Page text.
>>>

This year was filled with PR disasters. And Twitter made all of them exponentially worse.
"There now seems to be an appetite for getting excited for these blunders," says Paul Argenti, a professor of corporate communication of Dartmouth's Tuck School of Business who has advised clients including Goldman Sachs and General Electric on reputation management.
"People weren't always as interested in seeing organizations fall. There's more negative thinking about corporations and people are more excited to hear about their mistakes than ever before."
Argenti offered us his list of the top 11 PR disasters of 2011:
Netflix
Netflix frustrated millions of customers this fall when CEO Reed Hastings announced he'd split the company in two. There was such huge backlash against Qwikster that shares plunged, and 23 days later, he took back the announcement. (Now Hastings is paying for it, with a 50% reduction in his stock option awards next year.) Argenti says that Netflix will never regain its previous status as the dominant market player: "The company has strategy execution issues. What they should do is kill people with service."

<<<

Data excerpt.
>>>

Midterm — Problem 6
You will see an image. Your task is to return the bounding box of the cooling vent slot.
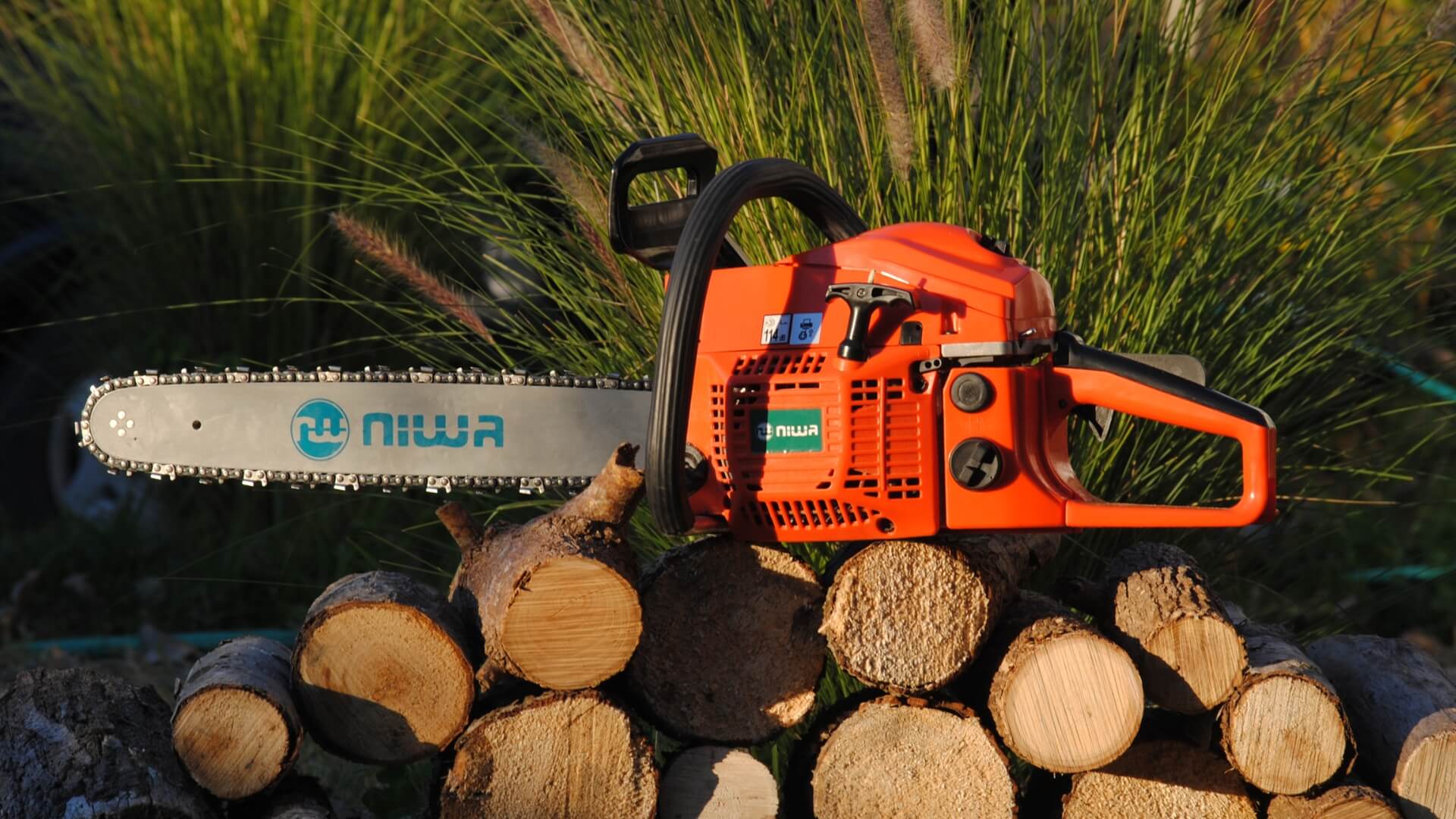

<<<

Jobs.
**a)** Answer these questions from the article on 2011 PR disasters:
(i) At which school is Paul Argenti a professor of corporate communication?
(ii) How many days after announcing the split did Reed Hastings take it back?
(iii) By what percentage will Hastings's stock option awards be reduced next year?
**b)** Transcribe the article on 2011 PR disasters, starting with "This year was" and going on through "on reputation management.".
The data is separate material with no connection to the article on 2011 PR disasters.

Results of the exercise.
**a)**
(i) Dartmouth's Tuck School of Business
(ii) 23 days
(iii) 50%

**b)**
This year was filled with PR disasters. And Twitter made all of them exponentially worse.
"There now seems to be an appetite for getting excited for these blunders," says Paul Argenti, a professor of corporate communication of Dartmouth's Tuck School of Business who has advised clients including Goldman Sachs and General Electric on reputation management.